• Short task 1:
In the passage on model size and weight regularization, list every word or phrase that appears in quotation marks.
• Short task 2:
Answer these from the passage on model size and weight regularization:
(a) On which data set should different architectures be evaluated?
(b) Under Occam's Razor, which explanation is most likely to be correct?
(c) In L1 regularization, what is the added cost proportional to?
• Short task 3:
Carry the passage on model size and weight regularization forward from its final sentence.

• Text excerpt:
--- Start ---

Unfortunately, there is no magical formula to determine what the right number of layers is, or what the right size for each layer is. You 
will have to evaluate an array of different architectures (on your validation set, not on your test set, of course) in order to find the 
right model size for your data. The general workflow to find an appropriate model size is to start with relatively few layers and 
parameters, and start increasing the size of the layers or adding new layers until you see diminishing returns with regard to the 
validation loss.

## Adding weight regularization


You may be familiar with _Occam's Razor_ principle: given two explanations for something, the explanation most likely to be correct is the 
"simplest" one, the one that makes the least amount of assumptions. This also applies to the models learned by neural networks: given some 
training data and a network architecture, there are multiple sets of weights values (multiple _models_) that could explain the data, and 
simpler models are less likely to overfit than complex ones.

A "simple model" in this context is a model where the distribution of parameter values has less entropy (or a model with fewer 
parameters altogether, as we saw in the section above). Thus a common way to mitigate overfitting is to put constraints on the complexity 
of a network by forcing its weights to only take small values, which makes the distribution of weight values more "regular". This is called 
"weight regularization", and it is done by adding to the loss function of the network a _cost_ associated with having large weights. This 
cost comes in two flavors:

* L1 regularization, where the cost added is proportional to the _absolute value of the weights coefficients_ (i.e. to what is called the 
"L1 norm" of the weights).

--- End ---

• Recorded data:
--- Start ---

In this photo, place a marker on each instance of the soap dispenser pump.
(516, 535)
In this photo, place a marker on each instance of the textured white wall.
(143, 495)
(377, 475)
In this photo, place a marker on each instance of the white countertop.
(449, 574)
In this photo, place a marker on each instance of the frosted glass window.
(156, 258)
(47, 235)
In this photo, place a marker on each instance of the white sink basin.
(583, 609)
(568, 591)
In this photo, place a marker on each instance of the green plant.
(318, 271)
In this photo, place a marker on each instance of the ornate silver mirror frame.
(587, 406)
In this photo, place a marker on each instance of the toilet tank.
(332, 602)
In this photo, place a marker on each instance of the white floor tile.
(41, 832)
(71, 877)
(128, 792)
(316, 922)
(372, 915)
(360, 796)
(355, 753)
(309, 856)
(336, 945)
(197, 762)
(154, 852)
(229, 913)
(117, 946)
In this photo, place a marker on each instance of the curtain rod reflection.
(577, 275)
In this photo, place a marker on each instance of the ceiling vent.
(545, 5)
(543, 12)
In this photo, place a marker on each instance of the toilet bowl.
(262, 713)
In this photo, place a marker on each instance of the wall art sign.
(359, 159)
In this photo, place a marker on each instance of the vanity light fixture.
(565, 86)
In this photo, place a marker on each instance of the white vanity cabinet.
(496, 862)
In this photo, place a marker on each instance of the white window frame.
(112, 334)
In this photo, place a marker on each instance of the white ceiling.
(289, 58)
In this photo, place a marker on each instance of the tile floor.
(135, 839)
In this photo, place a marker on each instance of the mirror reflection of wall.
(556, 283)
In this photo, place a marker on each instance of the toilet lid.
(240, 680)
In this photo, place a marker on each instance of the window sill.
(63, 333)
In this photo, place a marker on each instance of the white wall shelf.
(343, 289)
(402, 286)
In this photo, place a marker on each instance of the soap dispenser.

--- End ---

• Result 1:
"simplest", "simple model", "regular", "weight regularization", "L1 norm"

• Result 2:
(a) On the validation set, not the test set.
(b) The simplest one, which makes the least amount of assumptions.
(c) The absolute value of the weights coefficients, which is called the L1 norm of the weights.

• Result 3:
* L2 regularization, where the cost added is proportional to the _square of the value of the weights coefficients_ (i.e. to what is called 
the "L2 norm" of the weights). L2 regularization is also called _weight decay_ in the context of neural networks. Don't let the different 
name confuse you: weight decay is mathematically the exact same as L2 regularization.

In Keras, weight regularization is added by passing _weight regularizer instances_ to layers as keyword arguments. Let's add L2 weight 
regularization to our movie review classification network:

In [None]:
from keras import models
from keras import layers
from keras import Input
from keras import Model
from keras import regularizers

features_input = Input(shape=(209,), name='features')
dense = layers.Dense(256, activation='relu', kernel_regularizer=regularizers.l2(0.001))(features_input)
dense = layers.Dense(16, activation='relu', kernel_regularizer=regularizers.l2(0.001))(dense)
dense = layers.Softmax()(dense)
dense = layers.Dense(1, activation='sigmoid')(dense)

model = Model(inputs=[features_input], outputs=dense)


`l2(0.001)` means that every coefficient in the weight matrix of the layer will add `0.001 * weight_coefficient_value` to the total loss of 
the network. Note that because this penalty is _only added at training time_, the loss for this network will be much higher at training 
than at test time.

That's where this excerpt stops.